Excerpt provided:
Photo by @annaparade

Imagine this, you’re in an escape room and you’ve used all of your options before realizing there’s no way out—that is what it feels like to be in a constant battle with your mind. This pandemic has taken such a toll on my already struggling mental health, and I have decided to share my experiences during this apocalyptic-esque time period.

There are days when I would feel okay with myself and feel motivated enough to do my tasks, but there are also instances when something would trigger me—whether I saw it online or just spontaneously recall that would make me revisit the things from the past that I don’t want to remember. It would lead me to dark places in my head for days or even weeks. To me, my mind is the scariest place I could ever be. Anxiety, intrusive thoughts, overthinking, they all come hand in hand, and, sometimes, it gets so hard to deal with, especially when I’m alone. Whenever I overthink a situation, my mind creates these fictitious scenarios, and I’m not sure whether it’s all in my head or whether it’s actually happening. That is the thing that worries me the most. Some days I couldn’t get out of bed and everything feels heavy I had no choice but to fight that feeling and get on with life because the world wouldn’t stop for anyone. It is an exhausting cycle.

Even before the pandemic, I had been dealing with mental health problems for years and I didn’t understand what was wrong with me, and I still don’t. I have personal issues that I believe need therapy, but do not have access to a therapist or a psychologist. I was such an expressive and cheerful person throughout my junior years and didn’t care what people thought of me, but I was too naive to believe that society was all rainbows. But then, in high school, I wasn’t well liked because I didn’t fit in. I tried reminding myself that I should love myself for being different and that it’s a good thing, but I was put in situations countless of times that make me ask questions like “am I too different for their liking?” or “what exactly is their definition of normal?” That was the time I started getting too conscious of everything I do, every word I utter, in an attempt to live up to their expectations. But I’ve noticed that the more that I try, the more it got worse. I lost friends, and I neglected myself; my life went downhill. I then understood that when society says “be different,” they mean the “cute” and “acceptable” kind of different, but shame other forms of “different,” which I think is such a messed-up reality.

Information shown:
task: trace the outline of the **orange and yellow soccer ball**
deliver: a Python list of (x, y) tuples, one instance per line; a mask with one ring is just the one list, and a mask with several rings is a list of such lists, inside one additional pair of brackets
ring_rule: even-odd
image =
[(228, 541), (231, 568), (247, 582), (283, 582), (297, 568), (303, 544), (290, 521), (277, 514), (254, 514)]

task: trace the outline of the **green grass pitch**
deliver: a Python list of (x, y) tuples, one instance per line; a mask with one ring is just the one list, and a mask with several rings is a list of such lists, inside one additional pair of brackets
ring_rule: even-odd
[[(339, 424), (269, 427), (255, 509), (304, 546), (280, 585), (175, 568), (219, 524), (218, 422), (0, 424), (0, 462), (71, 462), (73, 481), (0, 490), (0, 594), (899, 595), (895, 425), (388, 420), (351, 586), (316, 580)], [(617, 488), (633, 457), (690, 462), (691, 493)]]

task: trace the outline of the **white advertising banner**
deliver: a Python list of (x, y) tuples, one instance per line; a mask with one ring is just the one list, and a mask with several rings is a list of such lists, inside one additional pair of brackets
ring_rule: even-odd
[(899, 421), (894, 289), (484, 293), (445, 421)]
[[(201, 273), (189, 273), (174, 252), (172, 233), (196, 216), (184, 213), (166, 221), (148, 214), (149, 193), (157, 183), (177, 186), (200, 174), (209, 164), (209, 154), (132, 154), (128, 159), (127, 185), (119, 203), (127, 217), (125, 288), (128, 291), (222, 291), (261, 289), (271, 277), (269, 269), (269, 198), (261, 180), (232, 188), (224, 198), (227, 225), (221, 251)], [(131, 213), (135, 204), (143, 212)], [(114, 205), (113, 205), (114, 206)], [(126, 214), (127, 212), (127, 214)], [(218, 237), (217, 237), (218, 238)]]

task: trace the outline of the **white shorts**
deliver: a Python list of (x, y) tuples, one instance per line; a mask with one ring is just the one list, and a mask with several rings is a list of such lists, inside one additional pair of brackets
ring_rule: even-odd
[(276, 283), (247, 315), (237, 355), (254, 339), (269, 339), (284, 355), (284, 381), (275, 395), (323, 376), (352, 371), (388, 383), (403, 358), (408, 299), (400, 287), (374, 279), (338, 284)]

Required actions:
A) In the mental health essay, what does the writer say they lack access to?
B) Extract, word for word, the stretch of the mental health essay from "Imagine this, you’re" through "apocalyptic-esque time period.".
The lines have no connection to the mental health essay.

List of solutions:
A) A therapist or a psychologist.

B)
Imagine this, you’re in an escape room and you’ve used all of your options before realizing there’s no way out—that is what it feels like to be in a constant battle with your mind. This pandemic has taken such a toll on my already struggling mental health, and I have decided to share my experiences during this apocalyptic-esque time period.